[STUDY QUESTIONS]
**A)** In the article on Big Foot and Loch Ness research, at which university does Neil Gemmell work?
**B)** In the article on Big Foot and Loch Ness research, rewrite the paragraph beginning "Sure enough, the samples" as a short list that keeps its main facts.
**C)** Say whether each statement agrees with the article on Big Foot and Loch Ness research. Answer yes or no, and quote the words from the article that decide it.
(i) Charlotte Lindqvist is a geneticist at the University at Buffalo.
(ii) Lindqvist believed the samples would prove that Big Foot exists.
(iii) A single bear population was separated by glaciers 650,000 years ago.

[SOURCE EXTRACT]
*** Begin section ***

Big Foot and the Loch Ness Monster may or may not be hoaxes, but research into their existence can still yield meaningful scientific knowledge.
Scientific American relates the story of Charlotte Lindqvist, a geneticist at the University at Buffalo who, a few years back, examined some fur and bone samples provided by a film crew searching for Big Foot. The samples, they thought, could prove the existence of the big hairy beast.
Lindqvist didn't, but she agreed to analyze them anyway on the suspicion that the samples came from bears, which in the Himalayan region and Tibetan Plateau tend to be elusive. "I saw my opportunity to get hold of some samples that would otherwise be very hard to get," she says.
Sure enough, the samples, for the most part, came from Tibetan brown bears, an Asian black bear, and a Himalayan brown bear. Furthermore, looking at the mitochondrial DNA sequence and regular DNA, Lindqvist determined that 650,000 years ago, a single population of bears was separated by glaciers, creating two isolated populations that over time became two distinct subspecies, the Himalayan brown bear and the Tibetan brown bear.
Later this month, Neil Gemmell, a geneticist at the University of Otago, will begin a project to sequence DNA from Loch Ness. Does he believe he will find Nessie, the supposed inhabitant of the lake?
No.
But he believes his work will yield other discoveries not as otherworldly as the Loch Ness Monster but which could be scientifically important. "Not many people are interested in hearing about what we're discovering," Gemmell, an environmental DNA scientist, says, "but they are interested in the Loch Ness Monster."
According to Science, his work has attracted the attention of media around the world.
"I think it’s neat!" he says. "And my kids think it's neat."

*** End section ***

[DATASET CONTENT]

*** Begin section ***

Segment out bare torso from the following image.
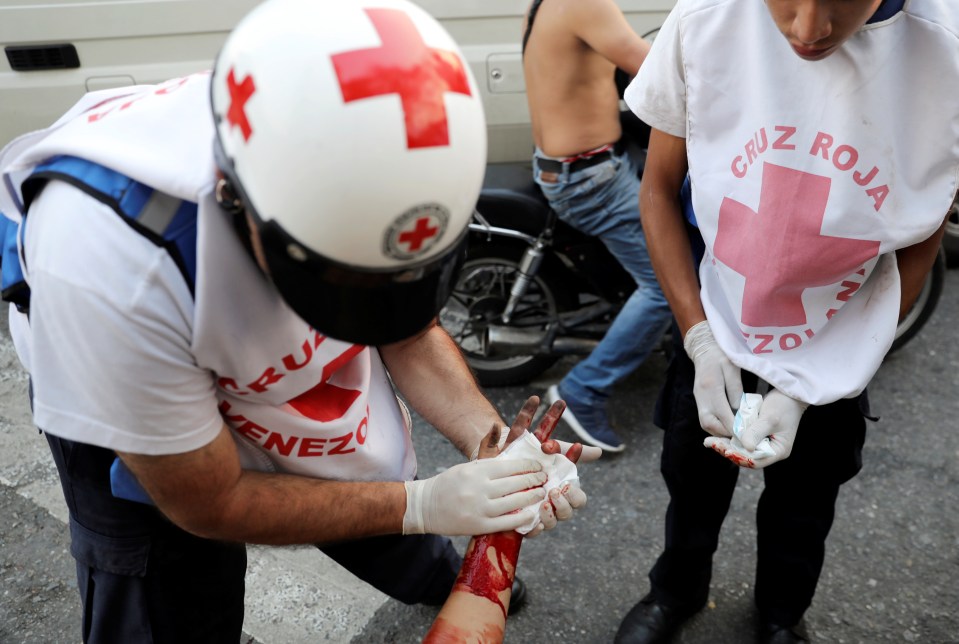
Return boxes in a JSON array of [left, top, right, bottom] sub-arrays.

*** End section ***
*** Begin section ***

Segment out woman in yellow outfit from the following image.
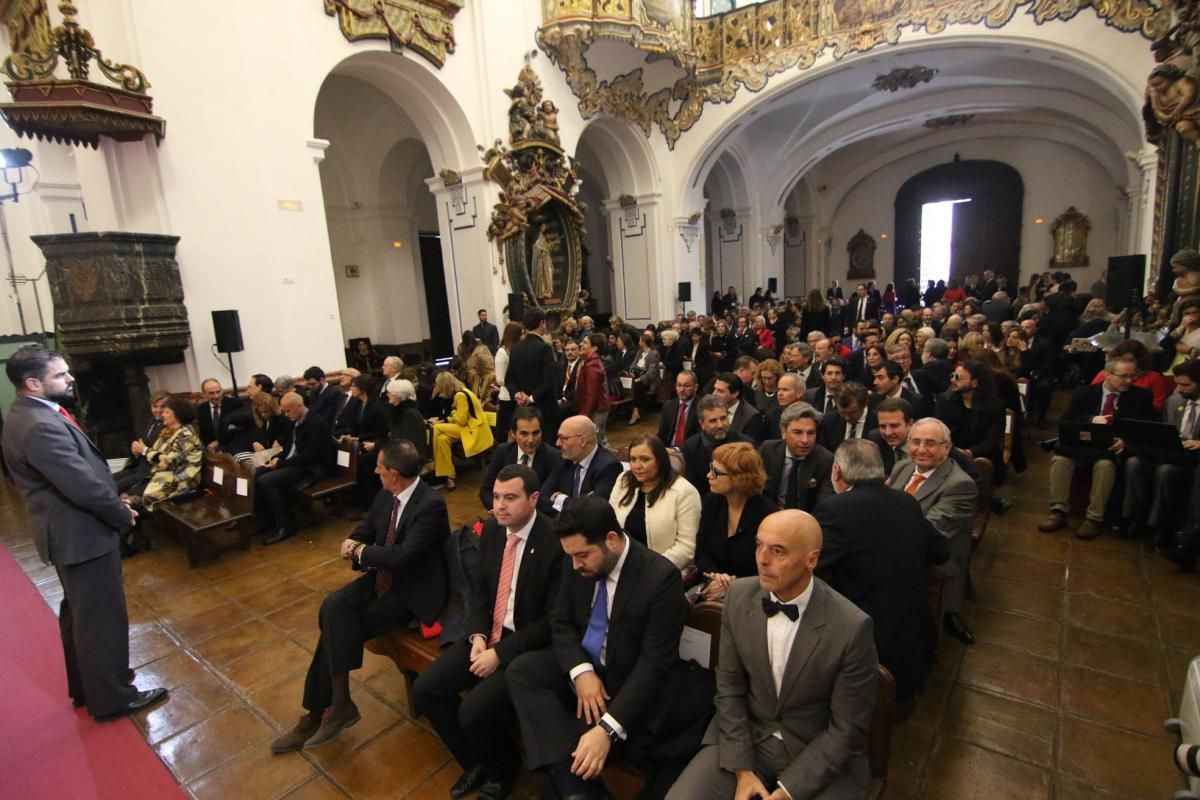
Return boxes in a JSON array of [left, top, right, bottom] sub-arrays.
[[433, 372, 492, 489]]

*** End section ***
*** Begin section ***

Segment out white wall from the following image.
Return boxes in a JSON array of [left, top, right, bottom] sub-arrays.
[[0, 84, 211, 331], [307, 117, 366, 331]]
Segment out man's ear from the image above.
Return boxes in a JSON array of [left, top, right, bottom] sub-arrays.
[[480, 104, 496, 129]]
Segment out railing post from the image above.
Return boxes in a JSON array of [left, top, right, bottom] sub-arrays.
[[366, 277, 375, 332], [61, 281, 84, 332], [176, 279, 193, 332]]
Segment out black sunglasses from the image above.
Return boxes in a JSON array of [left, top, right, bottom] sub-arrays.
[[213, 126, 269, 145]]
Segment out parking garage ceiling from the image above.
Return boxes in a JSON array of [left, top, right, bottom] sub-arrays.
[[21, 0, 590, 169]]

*** End section ***

[RESPONSE LIST]
**A)** The University of Otago.

**B)**
- Most of the samples came from Tibetan brown bears, an Asian black bear, and a Himalayan brown bear.
- Lindqvist studied the mitochondrial DNA sequence and regular DNA.
- She found that glaciers split a single bear population 650,000 years ago.
- The two isolated groups became two distinct subspecies over time: the Himalayan brown bear and the Tibetan brown bear.

**C)**
(i) Yes: "a geneticist at the University at Buffalo"
(ii) No: "Lindqvist didn't, but she agreed to analyze them anyway"
(iii) Yes: "650,000 years ago, a single population of bears was separated by glaciers"